### SUPPLIED DATA
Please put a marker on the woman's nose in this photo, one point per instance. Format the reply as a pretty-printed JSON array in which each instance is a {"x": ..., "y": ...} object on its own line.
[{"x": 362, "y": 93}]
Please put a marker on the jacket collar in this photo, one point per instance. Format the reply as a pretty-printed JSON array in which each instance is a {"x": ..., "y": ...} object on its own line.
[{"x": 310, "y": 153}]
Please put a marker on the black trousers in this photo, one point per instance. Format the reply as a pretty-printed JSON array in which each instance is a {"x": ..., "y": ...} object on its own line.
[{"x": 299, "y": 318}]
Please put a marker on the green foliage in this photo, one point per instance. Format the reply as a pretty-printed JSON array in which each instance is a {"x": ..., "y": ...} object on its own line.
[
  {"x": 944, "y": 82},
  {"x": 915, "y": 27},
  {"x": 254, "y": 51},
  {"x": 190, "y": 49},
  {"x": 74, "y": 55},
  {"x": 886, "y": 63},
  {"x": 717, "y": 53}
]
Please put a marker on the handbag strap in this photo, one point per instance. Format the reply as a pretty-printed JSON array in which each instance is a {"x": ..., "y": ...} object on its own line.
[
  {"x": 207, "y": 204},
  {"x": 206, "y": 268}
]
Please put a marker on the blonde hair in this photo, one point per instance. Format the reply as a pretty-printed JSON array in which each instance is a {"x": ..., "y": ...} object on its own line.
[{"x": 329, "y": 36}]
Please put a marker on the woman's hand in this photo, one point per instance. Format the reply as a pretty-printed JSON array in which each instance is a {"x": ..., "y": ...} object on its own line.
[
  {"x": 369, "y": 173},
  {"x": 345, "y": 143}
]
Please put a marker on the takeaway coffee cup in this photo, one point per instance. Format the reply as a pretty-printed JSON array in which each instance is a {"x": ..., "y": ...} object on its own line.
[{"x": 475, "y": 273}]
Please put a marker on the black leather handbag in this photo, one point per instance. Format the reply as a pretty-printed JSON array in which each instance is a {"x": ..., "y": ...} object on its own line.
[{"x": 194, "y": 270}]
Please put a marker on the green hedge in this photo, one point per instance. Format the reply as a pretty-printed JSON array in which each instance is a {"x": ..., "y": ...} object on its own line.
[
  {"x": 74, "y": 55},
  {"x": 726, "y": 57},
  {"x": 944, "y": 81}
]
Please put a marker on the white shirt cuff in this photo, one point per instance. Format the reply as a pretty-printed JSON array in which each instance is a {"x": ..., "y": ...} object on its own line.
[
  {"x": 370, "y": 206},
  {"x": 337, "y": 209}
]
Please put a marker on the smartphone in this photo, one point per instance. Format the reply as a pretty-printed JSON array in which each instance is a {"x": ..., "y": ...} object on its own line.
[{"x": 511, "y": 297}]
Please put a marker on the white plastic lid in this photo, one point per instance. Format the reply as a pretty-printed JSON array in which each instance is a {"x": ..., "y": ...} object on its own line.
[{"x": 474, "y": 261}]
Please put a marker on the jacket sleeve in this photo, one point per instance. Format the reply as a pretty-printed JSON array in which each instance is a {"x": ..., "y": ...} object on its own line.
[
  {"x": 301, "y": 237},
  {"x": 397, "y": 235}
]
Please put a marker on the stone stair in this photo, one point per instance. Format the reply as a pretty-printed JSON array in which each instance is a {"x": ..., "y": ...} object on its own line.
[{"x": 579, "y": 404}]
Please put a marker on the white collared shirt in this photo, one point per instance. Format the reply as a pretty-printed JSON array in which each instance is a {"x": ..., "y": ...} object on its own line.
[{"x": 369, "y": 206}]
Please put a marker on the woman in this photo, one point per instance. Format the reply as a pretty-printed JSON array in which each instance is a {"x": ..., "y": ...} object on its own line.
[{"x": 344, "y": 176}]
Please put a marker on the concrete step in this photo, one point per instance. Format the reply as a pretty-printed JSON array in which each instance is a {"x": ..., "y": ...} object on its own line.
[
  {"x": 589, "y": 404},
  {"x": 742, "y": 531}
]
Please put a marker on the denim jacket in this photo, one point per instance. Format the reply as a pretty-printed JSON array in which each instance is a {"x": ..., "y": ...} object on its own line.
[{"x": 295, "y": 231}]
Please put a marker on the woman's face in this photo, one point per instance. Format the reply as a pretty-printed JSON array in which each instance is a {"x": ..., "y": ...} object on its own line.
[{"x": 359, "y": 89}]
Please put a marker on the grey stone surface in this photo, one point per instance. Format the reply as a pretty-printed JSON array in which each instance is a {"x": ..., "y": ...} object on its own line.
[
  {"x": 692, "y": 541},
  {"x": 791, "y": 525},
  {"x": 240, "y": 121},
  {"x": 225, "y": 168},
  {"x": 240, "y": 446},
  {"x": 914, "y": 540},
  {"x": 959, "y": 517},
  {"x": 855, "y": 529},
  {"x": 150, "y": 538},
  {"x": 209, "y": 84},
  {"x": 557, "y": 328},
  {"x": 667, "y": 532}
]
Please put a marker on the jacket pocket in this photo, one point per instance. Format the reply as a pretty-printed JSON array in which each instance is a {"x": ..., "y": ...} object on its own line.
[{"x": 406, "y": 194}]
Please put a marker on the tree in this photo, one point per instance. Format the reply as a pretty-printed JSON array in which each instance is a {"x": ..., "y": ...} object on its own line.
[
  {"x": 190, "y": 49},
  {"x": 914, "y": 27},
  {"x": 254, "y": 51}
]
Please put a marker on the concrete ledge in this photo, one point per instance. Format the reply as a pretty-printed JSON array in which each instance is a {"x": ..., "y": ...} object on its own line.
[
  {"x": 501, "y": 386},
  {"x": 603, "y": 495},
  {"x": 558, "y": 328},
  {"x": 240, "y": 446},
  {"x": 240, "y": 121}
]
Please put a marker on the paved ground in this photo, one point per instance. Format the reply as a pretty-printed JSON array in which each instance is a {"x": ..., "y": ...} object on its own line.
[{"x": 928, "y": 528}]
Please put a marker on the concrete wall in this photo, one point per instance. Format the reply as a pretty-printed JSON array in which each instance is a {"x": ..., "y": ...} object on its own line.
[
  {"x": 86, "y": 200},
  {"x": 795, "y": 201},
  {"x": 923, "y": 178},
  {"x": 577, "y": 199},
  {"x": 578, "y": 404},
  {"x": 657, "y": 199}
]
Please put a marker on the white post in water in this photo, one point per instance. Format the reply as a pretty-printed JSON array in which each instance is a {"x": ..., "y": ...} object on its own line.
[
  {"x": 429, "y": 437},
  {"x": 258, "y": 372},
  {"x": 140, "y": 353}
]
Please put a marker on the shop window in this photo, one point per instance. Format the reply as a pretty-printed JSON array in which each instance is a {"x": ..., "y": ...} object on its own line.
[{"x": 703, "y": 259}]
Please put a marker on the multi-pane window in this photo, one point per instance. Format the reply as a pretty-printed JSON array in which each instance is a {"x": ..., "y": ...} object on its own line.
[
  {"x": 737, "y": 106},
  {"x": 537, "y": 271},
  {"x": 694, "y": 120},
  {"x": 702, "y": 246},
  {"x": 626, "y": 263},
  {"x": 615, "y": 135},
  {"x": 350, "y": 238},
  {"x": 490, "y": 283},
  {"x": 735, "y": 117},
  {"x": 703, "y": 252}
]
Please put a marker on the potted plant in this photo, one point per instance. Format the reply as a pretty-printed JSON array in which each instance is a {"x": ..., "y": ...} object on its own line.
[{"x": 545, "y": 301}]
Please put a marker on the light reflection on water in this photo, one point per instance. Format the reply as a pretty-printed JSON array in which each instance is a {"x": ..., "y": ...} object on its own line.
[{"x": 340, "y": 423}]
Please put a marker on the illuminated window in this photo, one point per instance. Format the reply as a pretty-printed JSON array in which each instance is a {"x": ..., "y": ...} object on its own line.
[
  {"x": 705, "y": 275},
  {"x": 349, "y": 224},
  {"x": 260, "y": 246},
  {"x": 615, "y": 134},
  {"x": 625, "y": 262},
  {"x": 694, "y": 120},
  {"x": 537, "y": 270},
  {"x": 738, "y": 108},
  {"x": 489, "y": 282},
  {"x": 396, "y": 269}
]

### STATED GOAL
The required output is the span of lines from the one containing "Please put a marker on the shop" to the last line, reproduced character for character.

### RESULT FOR THIS EXERCISE
Please put a marker on the shop window in this photo, one point per instance. Format the reply as a pretty-printed JSON array in which each instance is a {"x": ..., "y": ...} object on its own line.
[{"x": 703, "y": 259}]
Please put a marker on the multi-pane window in this photo, one point per instance. Format the reply as a pretty-printed JSON array in which each instance is a {"x": ..., "y": ...} object on its own line.
[
  {"x": 737, "y": 106},
  {"x": 537, "y": 271},
  {"x": 694, "y": 120},
  {"x": 702, "y": 246},
  {"x": 626, "y": 263},
  {"x": 615, "y": 135},
  {"x": 350, "y": 238},
  {"x": 490, "y": 283},
  {"x": 735, "y": 117},
  {"x": 703, "y": 252}
]
Please put a marker on the potted plant in this photo, one point per instance. Format the reply as a pretty-printed JSON array in which each instance is a {"x": ..., "y": ...} object on its own line.
[{"x": 545, "y": 301}]
Please put a marker on the light reflection on water in this photo, one point per instance. Format the reply as a pretty-printed JSON array in which each instance is a {"x": ..., "y": ...} object on its own line.
[{"x": 340, "y": 423}]
Please put a marker on the illuminated window in this photo, one point per instance. Format the reply as a pretty-printed JSON array in which each instance is a {"x": ..., "y": ...} object on its own line.
[
  {"x": 705, "y": 275},
  {"x": 349, "y": 224},
  {"x": 260, "y": 246},
  {"x": 615, "y": 134},
  {"x": 625, "y": 262},
  {"x": 694, "y": 120},
  {"x": 537, "y": 270},
  {"x": 738, "y": 108},
  {"x": 489, "y": 282},
  {"x": 396, "y": 269}
]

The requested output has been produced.